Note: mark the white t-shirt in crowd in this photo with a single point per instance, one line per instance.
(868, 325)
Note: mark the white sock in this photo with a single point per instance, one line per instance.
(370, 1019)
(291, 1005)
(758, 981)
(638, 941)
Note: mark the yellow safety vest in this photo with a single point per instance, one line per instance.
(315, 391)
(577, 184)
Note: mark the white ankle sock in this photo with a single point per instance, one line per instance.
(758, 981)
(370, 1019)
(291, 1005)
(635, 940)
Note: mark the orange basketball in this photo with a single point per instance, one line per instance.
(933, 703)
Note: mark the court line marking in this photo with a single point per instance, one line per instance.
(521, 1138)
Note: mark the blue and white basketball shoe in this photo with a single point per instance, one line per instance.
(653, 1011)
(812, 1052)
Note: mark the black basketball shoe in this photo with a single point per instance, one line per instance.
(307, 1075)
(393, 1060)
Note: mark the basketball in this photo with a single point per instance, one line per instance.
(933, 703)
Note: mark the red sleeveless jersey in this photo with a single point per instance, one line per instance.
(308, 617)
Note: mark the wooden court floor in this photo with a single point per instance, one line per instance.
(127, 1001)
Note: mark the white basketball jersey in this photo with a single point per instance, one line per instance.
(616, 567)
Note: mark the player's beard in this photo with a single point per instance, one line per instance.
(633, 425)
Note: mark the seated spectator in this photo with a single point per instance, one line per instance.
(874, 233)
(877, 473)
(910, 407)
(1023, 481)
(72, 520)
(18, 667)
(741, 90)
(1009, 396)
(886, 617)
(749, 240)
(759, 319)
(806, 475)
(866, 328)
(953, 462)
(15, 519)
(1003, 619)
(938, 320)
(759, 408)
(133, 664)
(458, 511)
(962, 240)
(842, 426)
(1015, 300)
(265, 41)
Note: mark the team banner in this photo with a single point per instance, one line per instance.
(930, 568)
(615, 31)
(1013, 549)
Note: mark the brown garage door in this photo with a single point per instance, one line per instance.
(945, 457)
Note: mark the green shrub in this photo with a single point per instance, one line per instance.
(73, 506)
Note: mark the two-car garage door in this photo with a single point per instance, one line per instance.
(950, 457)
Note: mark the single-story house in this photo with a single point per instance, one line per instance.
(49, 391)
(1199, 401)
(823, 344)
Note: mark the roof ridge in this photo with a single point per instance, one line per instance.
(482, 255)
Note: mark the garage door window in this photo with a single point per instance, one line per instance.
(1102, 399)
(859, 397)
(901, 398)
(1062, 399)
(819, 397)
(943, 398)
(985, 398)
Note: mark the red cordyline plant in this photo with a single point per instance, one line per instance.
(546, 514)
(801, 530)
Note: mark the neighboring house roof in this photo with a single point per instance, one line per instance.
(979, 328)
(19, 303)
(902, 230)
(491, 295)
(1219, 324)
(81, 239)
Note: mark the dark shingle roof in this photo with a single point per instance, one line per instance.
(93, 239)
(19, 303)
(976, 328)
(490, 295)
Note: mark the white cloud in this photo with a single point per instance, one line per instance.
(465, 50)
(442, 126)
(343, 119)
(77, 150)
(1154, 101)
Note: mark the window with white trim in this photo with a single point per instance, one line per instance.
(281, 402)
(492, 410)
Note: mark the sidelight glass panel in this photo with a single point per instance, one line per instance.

- [GIVEN PROBLEM]:
Reproduce every line from the one containing "Note: mark the two-car" through the end of the material, shifting each point coordinate in the answers by +97.

- [THE RESULT]:
Note: mark the two-car garage door in this photo with a single point per instance, one line per instance.
(1047, 554)
Note: mark the single-story house in this photo with a single point per instance, one line per instance.
(146, 488)
(1296, 498)
(920, 441)
Note: mark the roof ridge in this photo with a single point per instance, one line per instance.
(579, 352)
Note: mark the garage door window in this photo with a single point per instance, one line per instance.
(1199, 496)
(956, 494)
(998, 495)
(1159, 496)
(916, 494)
(1040, 495)
(1082, 495)
Note: mark the red cordyline plant in this photo with a single point per instance, one line per instance.
(643, 611)
(898, 627)
Note: mark the neighboring house roof in this photo with a single point per instance, one line per instance.
(1076, 425)
(116, 400)
(999, 327)
(588, 392)
(1316, 421)
(178, 336)
Note: mark the dark shingle roof in this photo with a single point per instance, one line per instance.
(190, 336)
(116, 400)
(1073, 425)
(587, 392)
Note: mark the white cloud in this photo with a single point per instance, one line per instance.
(562, 147)
(539, 223)
(440, 216)
(174, 247)
(1251, 198)
Note: mark the window with white trim in this photo with a single point per instance, one line per instance.
(378, 499)
(589, 507)
Note: mark the sidelight glass panel in this photo with a single point per instance, one line per instance.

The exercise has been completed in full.